DATA SECTION —
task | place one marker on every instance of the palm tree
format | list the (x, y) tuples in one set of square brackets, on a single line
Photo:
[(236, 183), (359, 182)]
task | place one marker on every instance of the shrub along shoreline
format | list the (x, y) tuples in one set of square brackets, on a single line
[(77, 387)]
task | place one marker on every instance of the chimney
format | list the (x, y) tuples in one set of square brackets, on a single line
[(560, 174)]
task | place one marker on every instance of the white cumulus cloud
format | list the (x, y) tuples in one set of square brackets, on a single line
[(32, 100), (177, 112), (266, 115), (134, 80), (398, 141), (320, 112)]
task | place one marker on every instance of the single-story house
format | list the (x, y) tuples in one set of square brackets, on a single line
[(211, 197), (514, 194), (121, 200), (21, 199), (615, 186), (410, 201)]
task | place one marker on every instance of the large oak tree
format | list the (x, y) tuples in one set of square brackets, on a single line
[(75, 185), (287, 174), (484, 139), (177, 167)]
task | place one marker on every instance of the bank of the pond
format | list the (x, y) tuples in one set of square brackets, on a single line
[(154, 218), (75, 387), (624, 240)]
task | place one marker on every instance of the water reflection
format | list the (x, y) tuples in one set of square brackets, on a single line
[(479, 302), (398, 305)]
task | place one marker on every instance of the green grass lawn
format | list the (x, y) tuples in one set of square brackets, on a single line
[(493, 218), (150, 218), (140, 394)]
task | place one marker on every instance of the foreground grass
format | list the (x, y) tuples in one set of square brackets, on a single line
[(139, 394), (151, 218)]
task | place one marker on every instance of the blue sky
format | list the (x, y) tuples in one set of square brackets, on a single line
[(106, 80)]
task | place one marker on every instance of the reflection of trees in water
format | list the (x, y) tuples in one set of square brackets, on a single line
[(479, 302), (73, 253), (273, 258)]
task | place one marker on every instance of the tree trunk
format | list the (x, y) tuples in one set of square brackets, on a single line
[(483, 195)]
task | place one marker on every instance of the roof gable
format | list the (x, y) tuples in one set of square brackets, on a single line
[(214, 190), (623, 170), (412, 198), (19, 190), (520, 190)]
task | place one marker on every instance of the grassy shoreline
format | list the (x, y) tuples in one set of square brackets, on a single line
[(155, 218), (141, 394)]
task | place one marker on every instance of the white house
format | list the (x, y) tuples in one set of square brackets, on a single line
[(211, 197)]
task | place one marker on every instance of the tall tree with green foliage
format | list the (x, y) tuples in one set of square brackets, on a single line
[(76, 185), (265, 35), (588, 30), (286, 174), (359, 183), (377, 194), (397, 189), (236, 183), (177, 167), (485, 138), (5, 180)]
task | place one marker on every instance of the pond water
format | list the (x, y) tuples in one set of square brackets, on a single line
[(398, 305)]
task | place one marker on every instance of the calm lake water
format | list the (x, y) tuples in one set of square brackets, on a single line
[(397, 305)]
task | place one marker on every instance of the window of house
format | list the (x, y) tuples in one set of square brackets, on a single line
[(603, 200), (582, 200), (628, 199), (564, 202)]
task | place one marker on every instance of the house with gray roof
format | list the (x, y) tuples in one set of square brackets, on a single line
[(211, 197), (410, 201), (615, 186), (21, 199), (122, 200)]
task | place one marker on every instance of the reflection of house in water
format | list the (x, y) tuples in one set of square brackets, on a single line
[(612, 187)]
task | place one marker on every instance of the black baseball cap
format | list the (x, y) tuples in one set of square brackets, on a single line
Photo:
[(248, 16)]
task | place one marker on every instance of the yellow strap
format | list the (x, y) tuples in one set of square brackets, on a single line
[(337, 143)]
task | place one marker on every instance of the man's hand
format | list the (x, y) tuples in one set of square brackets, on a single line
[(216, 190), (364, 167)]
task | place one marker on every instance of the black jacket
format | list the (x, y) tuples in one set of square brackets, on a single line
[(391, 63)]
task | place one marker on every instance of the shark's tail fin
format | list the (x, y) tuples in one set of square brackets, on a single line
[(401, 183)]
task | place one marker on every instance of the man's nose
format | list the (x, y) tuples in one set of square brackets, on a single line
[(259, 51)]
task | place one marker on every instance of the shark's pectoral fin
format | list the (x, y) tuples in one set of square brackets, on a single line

EXERCISE DIRECTIONS —
Rewrite every item above with "place one marker on" replaced by "put a single dot on", leaving all other text as it is.

SOLUTION FOR THIS PROBLEM —
task | put a single dot on every instance of the palm tree
format | list the (x, y) tuples in one set of square brackets, on a single line
Photo:
[(236, 183), (359, 182)]
task | put a single dot on every instance of the shrub along shoreline
format | list the (x, y) tuples in one set of square brackets, on a single line
[(77, 387)]
task | put a single dot on every instance of the chimney
format | list the (x, y) tuples in one set of square brackets, on a single line
[(560, 174)]
task | put a single dot on every instance of the white cumulus cloud
format | list the (x, y) tuples in one set of square brackets, on a single line
[(32, 100), (177, 112), (266, 115), (134, 80), (398, 141), (320, 112)]
task | put a single dot on every instance of the single-story house
format | list the (x, y) tuples in one set of square brackets, on a single line
[(211, 197), (514, 194), (121, 200), (21, 199), (615, 186), (410, 201)]
task | put a single dot on every instance of the large oak tree
format | list the (x, y) tuples in one set of square brackets, on a single line
[(75, 185), (287, 174), (484, 139), (177, 167)]
task | put a single dot on every instance of the bank of the pond
format | list the (x, y) tuples in one set of square brackets, on a single line
[(154, 218), (75, 387), (624, 240)]
task | put a single dot on every instance of the water reflection
format | list the (x, y) tuples in one set of square brackets, on a single line
[(479, 302), (398, 305)]
task | put a single dot on every instance of the green grass lawn
format | list the (x, y) tuples in one set of square brackets, on a single line
[(493, 218), (150, 218), (140, 394)]
task | put a single dot on every instance of the foreground grass
format | list the (x, y) tuples in one set of square brackets, on a single line
[(139, 394), (151, 218)]
task | put a single dot on every instance of the blue sky
format | list the (x, y) tuples in one set of square brackets, on a single line
[(106, 80)]
task | put a single dot on every instance of the reflection of trees in water
format | list the (x, y) tuples in one set of square brackets, on a single line
[(479, 302), (73, 253), (273, 258)]
task | put a single dot on every instance of the tree trunk
format | list the (x, y) tuples in one set of square brackets, on a single line
[(483, 195)]
task | put a single dot on every instance of the roof gable
format | list the (x, y) tuples in one set of square brackets, on a single line
[(214, 190), (623, 170), (412, 198), (19, 190), (520, 190)]
task | put a single dot on every instance of the grassy shoreline
format | list the (x, y) tuples in one set of square brackets, on a single line
[(155, 218), (141, 394)]
task | put a single dot on every instance of the white house
format | list the (x, y) tuples in one set of square brackets, on a single line
[(211, 197)]
task | put a single dot on every instance of the tall tree with green foliage
format | list the (x, y) tuples in one set of square brackets, on a single line
[(76, 185), (265, 35), (588, 30), (286, 174), (359, 183), (377, 194), (397, 189), (236, 183), (177, 167), (485, 138), (5, 180)]
task | put a single dot on every instance of the pond water
format | list the (x, y) tuples in one set of square brackets, on a single line
[(398, 305)]
task | put a single dot on every instance of the calm lake water
format | list the (x, y) tuples in one set of square brackets, on a single line
[(397, 305)]
task | put a single dot on every instance of the window of house
format | list the (x, y) tuples in one set of square brackets, on a single line
[(603, 200), (582, 200), (628, 199), (564, 202)]
task | put a single dot on every instance of the house with gray roof
format | list the (x, y) tuples in one set of square brackets, on a single line
[(211, 197), (410, 201), (615, 186), (21, 199), (122, 200)]
task | put a single dot on every instance of the reflection of house in water
format | list the (x, y) tuples in one set of square brackets, on a single line
[(612, 187)]
task | put a single dot on every instance of the black baseball cap
format | list the (x, y) tuples in one set of square brackets, on a single line
Photo:
[(248, 16)]
task | put a single dot on every instance of the yellow strap
format | list the (x, y) tuples in one set of square brackets, on a single line
[(337, 143)]
task | put a single dot on every instance of the man's hand
format | list the (x, y) tuples in one set of square brackets, on a single line
[(216, 190), (364, 167)]
task | put a single dot on every instance of the black jacket
format | list the (x, y) tuples in one set of square brackets, on a single line
[(391, 63)]
task | put a single dot on every instance of the shark's tail fin
format | list the (x, y) tuples in one set of square brackets, on a single line
[(401, 183)]
task | put a single dot on every instance of the man's nose
format | list the (x, y) tuples in one set of square brackets, on a single line
[(259, 51)]
task | put a single dot on every instance of the shark's pectoral fin
format | list the (x, y) tuples in one set of square brackets, on a single line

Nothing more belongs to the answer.